* _SOURCE_:
******
In [1]:
%pip install -qr https://raw.githubusercontent.com/anton-dergunov/hugging-face-deep-rl/main/requirements.txt

Note: you may need to restart the kernel to use updated packages.


In [2]:
import gymnasium as gym
from gymnasium.wrappers import RecordVideo
from stable_baselines3 import PPO
from stable_baselines3.common.env_util import make_vec_env
import torch
import cv2
from IPython.display import Video
import imageio
import os
import shutil

### Create Environment

In [3]:
# Create a vectorized environment (parallel environments)
# "CartPole-v1" is a simple classic control task
# n_envs=4 means we run 4 copies of the environment in parallel
vec_env = make_vec_env("CartPole-v1", n_envs=4)

### Define & Train PPO Agent

In [4]:
# Initialize PPO agent with Multi-Layer Perceptron policy
# verbose=1 shows training logs
model = PPO("MlpPolicy", vec_env, verbose=1)

# Train the agent for 25,000 timesteps
model.learn(total_timesteps=25000)

# Save the trained model
MODEL_PATH = "models/ppo_cartpole"
os.makedirs(os.path.dirname(MODEL_PATH), exist_ok=True)
model.save(MODEL_PATH)

Using cpu device
---------------------------------
| rollout/           |          |
|    ep_len_mean     | 20.2     |
|    ep_rew_mean     | 20.2     |
| time/              |          |
|    fps             | 21884    |
|    iterations      | 1        |
|    time_elapsed    | 0        |
|    total_timesteps | 8192     |
---------------------------------
-----------------------------------------
| rollout/                |             |
|    ep_len_mean          | 30.6        |
|    ep_rew_mean          | 30.6        |
| time/                   |             |
|    fps                  | 8109        |
|    iterations           | 2           |
|    time_elapsed         | 2           |
|    total_timesteps      | 16384       |
| train/                  |             |
|    approx_kl            | 0.014538579 |
|    clip_fraction        | 0.202       |
|    clip_range           | 0.2         |
|    entropy_loss         | -0.682      |
|    explained_variance   | 0.00233     |
|    learning

### Load Trained Model

In [5]:
# Delete current model from memory
del model

# Load the saved model
model = PPO.load(MODEL_PATH)
******
* _INFORMATION PROVIDED_:
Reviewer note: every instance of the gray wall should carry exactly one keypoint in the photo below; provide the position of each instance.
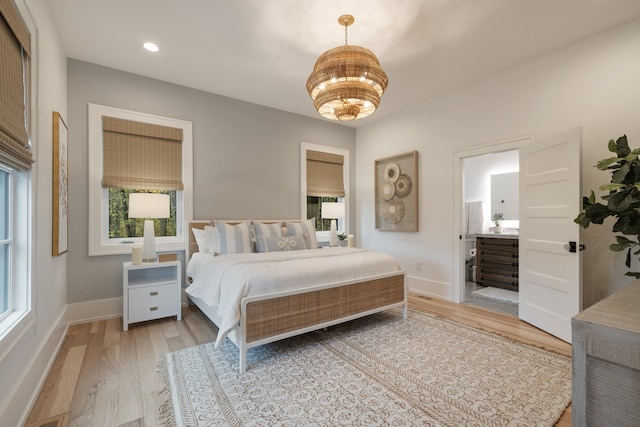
******
* _COMPLETE THE FOLLOWING_:
1. In the notebook above, for how many timesteps is the PPO agent trained?
2. Reproduce the part of the notebook that opens with the words containing "### Define &" and closes with "model.save(MODEL_PATH)".

* _RESULTS FOR EACH TASK_:
1. 25,000 timesteps

2.
### Define & Train PPO Agent

In [4]:
# Initialize PPO agent with Multi-Layer Perceptron policy
# verbose=1 shows training logs
model = PPO("MlpPolicy", vec_env, verbose=1)

# Train the agent for 25,000 timesteps
model.learn(total_timesteps=25000)

# Save the trained model
MODEL_PATH = "models/ppo_cartpole"
os.makedirs(os.path.dirname(MODEL_PATH), exist_ok=True)
model.save(MODEL_PATH)